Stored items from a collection
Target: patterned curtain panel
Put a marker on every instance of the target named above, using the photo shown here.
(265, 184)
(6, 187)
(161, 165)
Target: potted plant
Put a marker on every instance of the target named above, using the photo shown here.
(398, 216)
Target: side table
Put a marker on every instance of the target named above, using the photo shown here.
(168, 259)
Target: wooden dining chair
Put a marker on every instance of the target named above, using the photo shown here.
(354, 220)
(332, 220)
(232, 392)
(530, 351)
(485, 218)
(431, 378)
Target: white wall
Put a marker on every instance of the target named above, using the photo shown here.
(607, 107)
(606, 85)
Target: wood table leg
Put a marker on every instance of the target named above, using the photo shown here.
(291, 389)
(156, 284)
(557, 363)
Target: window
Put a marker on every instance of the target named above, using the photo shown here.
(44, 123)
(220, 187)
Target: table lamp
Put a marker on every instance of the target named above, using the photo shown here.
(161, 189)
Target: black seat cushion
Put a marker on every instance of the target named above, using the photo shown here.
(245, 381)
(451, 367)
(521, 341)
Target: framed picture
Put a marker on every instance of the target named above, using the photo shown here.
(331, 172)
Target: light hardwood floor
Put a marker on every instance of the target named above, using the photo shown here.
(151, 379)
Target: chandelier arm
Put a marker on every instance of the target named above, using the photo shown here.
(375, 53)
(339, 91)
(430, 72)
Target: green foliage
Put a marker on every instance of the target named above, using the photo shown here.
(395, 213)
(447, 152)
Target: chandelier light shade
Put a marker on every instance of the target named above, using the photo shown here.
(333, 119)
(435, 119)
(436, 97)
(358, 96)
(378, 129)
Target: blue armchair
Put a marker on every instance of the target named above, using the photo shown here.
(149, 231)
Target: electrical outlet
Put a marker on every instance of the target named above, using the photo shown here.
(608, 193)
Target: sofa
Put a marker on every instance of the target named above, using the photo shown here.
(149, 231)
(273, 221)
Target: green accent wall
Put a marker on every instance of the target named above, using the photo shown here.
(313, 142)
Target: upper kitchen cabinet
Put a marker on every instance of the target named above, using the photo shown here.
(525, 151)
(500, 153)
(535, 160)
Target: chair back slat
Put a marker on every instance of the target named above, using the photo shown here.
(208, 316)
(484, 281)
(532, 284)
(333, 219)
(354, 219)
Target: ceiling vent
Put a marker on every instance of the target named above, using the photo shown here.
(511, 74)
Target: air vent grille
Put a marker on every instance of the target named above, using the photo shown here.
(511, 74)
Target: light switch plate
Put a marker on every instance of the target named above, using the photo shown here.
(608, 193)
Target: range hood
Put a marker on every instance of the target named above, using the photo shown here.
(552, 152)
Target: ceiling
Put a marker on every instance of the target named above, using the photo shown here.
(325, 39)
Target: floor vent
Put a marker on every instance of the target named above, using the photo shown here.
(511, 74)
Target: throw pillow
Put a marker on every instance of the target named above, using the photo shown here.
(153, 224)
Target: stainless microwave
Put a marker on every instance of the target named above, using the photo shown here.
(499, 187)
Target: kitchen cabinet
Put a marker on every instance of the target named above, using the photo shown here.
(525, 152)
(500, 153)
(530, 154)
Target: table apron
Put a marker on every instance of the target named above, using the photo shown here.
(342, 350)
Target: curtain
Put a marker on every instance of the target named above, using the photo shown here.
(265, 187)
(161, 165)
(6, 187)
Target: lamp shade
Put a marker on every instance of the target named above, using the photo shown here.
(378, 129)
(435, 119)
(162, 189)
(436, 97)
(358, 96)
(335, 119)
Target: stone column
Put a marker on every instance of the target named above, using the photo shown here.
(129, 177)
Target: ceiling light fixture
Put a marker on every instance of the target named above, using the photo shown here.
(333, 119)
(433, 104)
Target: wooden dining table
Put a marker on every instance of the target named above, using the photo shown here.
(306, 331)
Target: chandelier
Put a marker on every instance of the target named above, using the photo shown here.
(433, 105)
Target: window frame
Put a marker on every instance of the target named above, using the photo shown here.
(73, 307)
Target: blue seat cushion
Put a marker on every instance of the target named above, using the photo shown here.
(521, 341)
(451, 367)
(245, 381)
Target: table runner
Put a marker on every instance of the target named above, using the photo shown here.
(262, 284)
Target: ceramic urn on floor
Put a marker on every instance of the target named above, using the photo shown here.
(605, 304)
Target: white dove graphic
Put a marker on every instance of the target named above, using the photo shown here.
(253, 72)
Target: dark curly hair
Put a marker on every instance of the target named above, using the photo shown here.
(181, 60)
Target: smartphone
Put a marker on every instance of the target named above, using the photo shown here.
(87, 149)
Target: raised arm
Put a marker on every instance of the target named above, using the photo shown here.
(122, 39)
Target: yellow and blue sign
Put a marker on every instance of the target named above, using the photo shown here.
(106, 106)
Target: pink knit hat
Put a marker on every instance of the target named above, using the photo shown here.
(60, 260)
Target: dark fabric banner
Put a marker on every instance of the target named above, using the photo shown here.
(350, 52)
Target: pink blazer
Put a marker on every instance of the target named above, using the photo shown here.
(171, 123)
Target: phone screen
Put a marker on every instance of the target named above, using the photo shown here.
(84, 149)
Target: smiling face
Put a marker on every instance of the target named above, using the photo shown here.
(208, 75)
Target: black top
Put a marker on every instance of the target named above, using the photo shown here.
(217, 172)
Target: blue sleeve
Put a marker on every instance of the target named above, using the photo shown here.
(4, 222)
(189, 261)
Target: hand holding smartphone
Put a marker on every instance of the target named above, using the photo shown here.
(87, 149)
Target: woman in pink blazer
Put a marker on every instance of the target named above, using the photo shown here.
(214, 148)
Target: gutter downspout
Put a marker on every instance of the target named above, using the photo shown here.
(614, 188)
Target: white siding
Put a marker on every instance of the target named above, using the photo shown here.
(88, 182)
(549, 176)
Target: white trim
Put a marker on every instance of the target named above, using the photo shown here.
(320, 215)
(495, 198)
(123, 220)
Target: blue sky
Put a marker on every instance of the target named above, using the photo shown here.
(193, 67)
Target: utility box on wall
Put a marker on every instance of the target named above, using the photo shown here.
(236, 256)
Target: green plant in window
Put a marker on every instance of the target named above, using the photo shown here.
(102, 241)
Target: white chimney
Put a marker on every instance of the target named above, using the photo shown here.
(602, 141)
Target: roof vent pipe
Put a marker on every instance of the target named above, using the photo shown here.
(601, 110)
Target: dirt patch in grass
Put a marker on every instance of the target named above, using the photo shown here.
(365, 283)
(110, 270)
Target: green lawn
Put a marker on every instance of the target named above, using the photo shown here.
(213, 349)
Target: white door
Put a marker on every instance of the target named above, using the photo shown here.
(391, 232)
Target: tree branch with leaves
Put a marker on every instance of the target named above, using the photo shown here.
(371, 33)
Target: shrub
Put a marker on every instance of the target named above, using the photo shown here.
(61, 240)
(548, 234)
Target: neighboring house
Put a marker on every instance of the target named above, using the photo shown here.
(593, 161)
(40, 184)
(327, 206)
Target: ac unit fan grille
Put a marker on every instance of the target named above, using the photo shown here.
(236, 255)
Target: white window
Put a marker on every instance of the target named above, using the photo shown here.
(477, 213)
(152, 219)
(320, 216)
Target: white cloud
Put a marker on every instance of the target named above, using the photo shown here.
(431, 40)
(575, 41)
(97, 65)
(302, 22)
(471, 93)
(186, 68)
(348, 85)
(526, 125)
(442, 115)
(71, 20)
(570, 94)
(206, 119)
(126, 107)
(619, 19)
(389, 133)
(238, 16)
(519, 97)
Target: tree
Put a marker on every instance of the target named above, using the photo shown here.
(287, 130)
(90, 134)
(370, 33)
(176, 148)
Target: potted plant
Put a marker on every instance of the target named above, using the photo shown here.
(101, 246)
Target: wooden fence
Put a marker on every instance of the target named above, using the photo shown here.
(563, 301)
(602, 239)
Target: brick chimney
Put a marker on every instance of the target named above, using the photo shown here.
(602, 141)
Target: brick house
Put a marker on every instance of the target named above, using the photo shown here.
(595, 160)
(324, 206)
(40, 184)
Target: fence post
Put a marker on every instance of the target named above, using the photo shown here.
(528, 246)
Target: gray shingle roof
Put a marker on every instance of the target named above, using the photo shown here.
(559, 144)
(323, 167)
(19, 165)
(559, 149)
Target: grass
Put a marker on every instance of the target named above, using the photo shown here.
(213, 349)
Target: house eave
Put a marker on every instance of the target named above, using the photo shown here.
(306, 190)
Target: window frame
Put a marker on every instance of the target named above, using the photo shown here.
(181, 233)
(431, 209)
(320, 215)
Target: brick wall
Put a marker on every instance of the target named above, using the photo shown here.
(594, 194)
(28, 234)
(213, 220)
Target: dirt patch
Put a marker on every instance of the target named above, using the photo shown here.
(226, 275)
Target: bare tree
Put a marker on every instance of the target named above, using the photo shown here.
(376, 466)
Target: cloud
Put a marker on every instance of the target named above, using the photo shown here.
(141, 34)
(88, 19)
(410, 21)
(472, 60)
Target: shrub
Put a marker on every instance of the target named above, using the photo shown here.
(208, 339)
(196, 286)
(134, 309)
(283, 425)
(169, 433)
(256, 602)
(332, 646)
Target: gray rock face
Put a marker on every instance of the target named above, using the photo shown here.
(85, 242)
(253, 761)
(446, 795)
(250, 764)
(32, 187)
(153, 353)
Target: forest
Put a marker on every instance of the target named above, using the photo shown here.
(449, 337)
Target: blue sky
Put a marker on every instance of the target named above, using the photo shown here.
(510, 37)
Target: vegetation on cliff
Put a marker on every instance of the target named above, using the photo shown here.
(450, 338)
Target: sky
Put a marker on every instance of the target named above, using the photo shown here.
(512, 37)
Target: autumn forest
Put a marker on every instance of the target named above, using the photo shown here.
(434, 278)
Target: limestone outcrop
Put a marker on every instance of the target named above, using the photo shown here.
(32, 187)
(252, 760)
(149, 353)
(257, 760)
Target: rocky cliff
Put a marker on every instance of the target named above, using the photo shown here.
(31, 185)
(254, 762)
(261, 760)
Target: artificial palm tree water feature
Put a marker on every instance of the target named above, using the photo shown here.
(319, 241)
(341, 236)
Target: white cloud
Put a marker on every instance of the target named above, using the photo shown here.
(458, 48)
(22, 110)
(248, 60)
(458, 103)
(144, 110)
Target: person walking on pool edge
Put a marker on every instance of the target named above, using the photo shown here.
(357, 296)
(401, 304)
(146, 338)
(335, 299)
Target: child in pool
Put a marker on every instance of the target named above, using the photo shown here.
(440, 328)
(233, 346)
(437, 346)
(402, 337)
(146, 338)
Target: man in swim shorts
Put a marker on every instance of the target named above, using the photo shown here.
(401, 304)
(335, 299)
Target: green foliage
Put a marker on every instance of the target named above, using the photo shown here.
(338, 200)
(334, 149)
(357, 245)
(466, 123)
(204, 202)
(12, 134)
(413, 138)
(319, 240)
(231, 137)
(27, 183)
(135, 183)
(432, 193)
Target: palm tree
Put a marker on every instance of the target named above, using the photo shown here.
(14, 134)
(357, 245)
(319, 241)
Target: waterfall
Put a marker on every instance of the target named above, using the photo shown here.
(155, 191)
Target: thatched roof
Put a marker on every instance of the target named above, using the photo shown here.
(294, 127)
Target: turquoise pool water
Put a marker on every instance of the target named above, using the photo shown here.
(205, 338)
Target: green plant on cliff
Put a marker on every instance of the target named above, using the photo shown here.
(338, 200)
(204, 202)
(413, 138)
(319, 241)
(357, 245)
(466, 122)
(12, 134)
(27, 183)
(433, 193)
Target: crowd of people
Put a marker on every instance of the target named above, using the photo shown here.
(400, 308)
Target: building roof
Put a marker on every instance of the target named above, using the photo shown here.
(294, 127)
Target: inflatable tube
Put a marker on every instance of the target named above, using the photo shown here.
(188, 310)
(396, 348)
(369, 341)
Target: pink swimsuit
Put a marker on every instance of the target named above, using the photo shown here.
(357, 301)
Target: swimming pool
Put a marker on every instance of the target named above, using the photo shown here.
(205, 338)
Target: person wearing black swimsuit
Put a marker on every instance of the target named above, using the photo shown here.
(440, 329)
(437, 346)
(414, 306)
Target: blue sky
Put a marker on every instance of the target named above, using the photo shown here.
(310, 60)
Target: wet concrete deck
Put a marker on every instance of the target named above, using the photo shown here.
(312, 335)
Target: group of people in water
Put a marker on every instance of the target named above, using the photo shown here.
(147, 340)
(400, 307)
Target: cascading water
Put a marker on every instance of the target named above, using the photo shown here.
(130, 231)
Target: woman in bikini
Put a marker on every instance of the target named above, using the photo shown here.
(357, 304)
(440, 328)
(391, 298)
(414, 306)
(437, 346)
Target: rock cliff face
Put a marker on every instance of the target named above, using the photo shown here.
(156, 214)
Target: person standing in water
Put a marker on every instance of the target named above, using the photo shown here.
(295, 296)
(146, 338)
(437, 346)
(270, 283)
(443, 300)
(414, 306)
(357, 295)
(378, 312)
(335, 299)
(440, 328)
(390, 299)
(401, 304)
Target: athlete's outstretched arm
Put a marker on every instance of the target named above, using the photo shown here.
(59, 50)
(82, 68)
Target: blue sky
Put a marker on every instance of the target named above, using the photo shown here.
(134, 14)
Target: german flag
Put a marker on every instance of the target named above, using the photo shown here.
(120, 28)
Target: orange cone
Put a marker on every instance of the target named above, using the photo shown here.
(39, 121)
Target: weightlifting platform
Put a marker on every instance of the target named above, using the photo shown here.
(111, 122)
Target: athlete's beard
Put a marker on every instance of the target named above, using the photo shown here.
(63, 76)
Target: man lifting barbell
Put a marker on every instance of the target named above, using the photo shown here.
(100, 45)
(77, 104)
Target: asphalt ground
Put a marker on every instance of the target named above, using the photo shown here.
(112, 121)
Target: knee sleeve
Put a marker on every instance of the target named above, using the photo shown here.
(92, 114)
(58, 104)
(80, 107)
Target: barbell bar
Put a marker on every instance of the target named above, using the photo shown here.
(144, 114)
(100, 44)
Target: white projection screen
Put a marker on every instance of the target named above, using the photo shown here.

EXERCISE INSTRUCTIONS: Your task is to collect every line above that contains the word "green".

ANSWER TO THIS TASK:
Target: green foliage
Target: green accent wall
Target: green plant in window
Target: green lawn
Target: green foliage
Target: green plant on cliff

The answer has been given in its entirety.